Exercises to complete:
1. According to the appeal judgment, on what date did the trial magistrate deliver the ruling that declined to review the earlier judgment?
2. Write the next part of the Kenya Industrial Estates appeal judgment, picking up after its last line.

Source text:
Kenya Industrial Estates Ltd v John Odwory Kulohoma [2019] KEHC 10310 (KLR)
Full Case Text
REPUBLIC OF KENYA
IN THE HIGH COURT OF KENYA AT BUSIA
CIVIL APPEAL NO. 13 OF 2017
BETWEEN
KENYA INDUSTRIAL ESTATES LTD...................................APPELLANT
AND
JOHN ODWORY KULOHOMA ….....................................RESPONDENT
(Being an Appeal from the Ruling in Busia Chief Magistrate’s Court Civil Case No.518 of 2013 by Hon. G.N Wakahiu- Chief Magistrate).
JUDGMENT
1. Kenya Industrial Estates Limited, the appellant herein, was the defendant in the Busia Chief Magistrate’s Court Civil Case Number 518 of 2013. In the ruling delivered on 20th September 2017, the learned trial magistrate declined to review his judgment delivered on 8th May 2017.
2. The appellant was aggrieved and filed this appeal. The appellant was represented by the firm of Mburu Maina & Company advocates. In the Memorandum of Appeal, the appellant set out eight grounds of appeal as follows: -
a) The learned trial magistrate erred in law and in fact in dismissing the appellant’s Notice of Motion application 30th May 2017.
b) The learned trial magistrate erred in law and in fact in failing to appreciate that the appellant had made out a case for setting aside his judgment delivered on 8th May 2017.
c) The learned trial magistrate erred in law and in fact in failing to consider the submissions made on behalf of the appellant in support of its application dated 30th May 2017.
d) The learned trial magistrate erred in law and in fact in failing to appreciate that the judgment sought to be set aside was a product of ex- parte proceedings.
e) The learned trial magistrate erred in law and in fact in failing to uphold the appellant’s constitutional right to fair hearing.

Data listing:
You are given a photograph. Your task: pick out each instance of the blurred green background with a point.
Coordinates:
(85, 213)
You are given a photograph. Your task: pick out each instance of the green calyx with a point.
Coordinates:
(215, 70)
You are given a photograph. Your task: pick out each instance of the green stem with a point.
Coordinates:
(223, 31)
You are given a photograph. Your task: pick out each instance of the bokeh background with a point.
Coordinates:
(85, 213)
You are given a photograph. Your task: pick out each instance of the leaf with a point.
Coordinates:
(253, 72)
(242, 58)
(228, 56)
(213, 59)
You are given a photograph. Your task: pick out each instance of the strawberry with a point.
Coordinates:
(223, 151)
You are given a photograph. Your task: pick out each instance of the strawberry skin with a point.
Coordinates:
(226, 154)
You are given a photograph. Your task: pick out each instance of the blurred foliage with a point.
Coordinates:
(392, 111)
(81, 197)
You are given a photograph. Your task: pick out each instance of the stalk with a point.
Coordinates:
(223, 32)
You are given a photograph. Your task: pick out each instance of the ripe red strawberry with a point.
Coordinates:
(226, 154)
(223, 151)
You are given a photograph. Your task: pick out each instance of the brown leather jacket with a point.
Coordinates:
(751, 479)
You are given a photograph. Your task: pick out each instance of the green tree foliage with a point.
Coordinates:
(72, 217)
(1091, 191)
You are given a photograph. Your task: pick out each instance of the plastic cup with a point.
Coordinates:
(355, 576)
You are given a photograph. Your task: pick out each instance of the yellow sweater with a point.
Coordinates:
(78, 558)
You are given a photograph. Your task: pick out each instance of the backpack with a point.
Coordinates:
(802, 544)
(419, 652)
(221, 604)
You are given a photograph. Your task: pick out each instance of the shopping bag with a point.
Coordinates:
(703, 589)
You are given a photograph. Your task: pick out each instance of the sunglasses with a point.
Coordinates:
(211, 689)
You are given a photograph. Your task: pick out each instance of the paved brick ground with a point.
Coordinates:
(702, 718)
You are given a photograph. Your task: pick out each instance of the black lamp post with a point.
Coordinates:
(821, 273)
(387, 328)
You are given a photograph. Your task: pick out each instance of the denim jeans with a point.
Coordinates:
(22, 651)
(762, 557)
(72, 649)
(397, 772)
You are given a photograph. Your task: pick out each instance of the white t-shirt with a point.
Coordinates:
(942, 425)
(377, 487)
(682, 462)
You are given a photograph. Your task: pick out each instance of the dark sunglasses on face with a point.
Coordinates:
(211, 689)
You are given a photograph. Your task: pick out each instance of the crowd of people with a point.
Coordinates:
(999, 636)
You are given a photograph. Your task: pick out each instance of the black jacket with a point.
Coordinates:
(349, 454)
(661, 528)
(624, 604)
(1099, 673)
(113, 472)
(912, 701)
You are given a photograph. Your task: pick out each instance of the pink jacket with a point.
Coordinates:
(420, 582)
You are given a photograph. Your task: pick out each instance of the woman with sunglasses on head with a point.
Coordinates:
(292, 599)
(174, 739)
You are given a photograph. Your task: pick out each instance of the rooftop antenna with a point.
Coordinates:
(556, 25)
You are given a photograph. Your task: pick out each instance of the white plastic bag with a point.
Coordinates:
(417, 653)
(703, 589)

Outputs for the tasks:
1. 20th September 2017

2.
f) The learned trial magistrate erred in law and in fact in failing to appreciate that legal representation in legal proceedings has to be expressed not inferred or imposed.
g) The learned trial magistrate erred in law and in fact in failing to appreciate that the respondent’s advocates acted unilaterally in fixing of the hearing dates without notice to the appellant’s advocates which prejudiced the appellant.
h) The learned trial magistrate erred in law and in fact in failing to recognize that the prejudicial consequences of the ex-parte proceedings which gave rise to the ex-parte judgment.
3. The respondent was represented by the firm of Balongo & Company Advocates. It was contended that there was nothing to warrant for the prayers sought.
4. This matter came up for directions on 27th September 2018, it was agreed by both counsel that the appeal be canvassed by way of written submissions. Both parties filed and exchanged the same.
5. This Court is the first appellate court. I am aware of my duty to evaluate the entire evidence on record bearing in mind that I had no advantage of seeing the witnesses testify and watch their demeanor. I will be guided by the pronouncements in the case of SELLE vs. ASSOCIATED MOTOR BOAT CO. LTD. [1965] E.A. 123, where it was held that the first appellate court has to reconsider and evaluate the evidence that was tendered before the trial court, assess it and make its own conclusions in the matter.
6. The application dated 30th May 2017, was brought before the learned trial magistrate by way of Notice of Motion under Order 9 Rule1, Order 12 Rule 7, Order 22 Rule 25 of the Civil Procedure Rules and Article 47 of the Constitution of Kenya. The substantive prayer therein was the setting aside of the judgment of 8th May 2017.
7. The application was hinged on the ground that the defendant was not present at the hearing that culminated in the disputed judgment.
8. Upon my perusal of the record, I find that most of the time this matter came up for hearing before the learned trial magistrate, Mr. Makokha was holding brief for the firm of Nyamweya for the defendant. There are instances where there was no appearance for the defendant but the court satisfied itself that there was service. The learned trial magistrate cannot be faulted for dismissing the application to have judgment entered reviewed. There was no merit to do so.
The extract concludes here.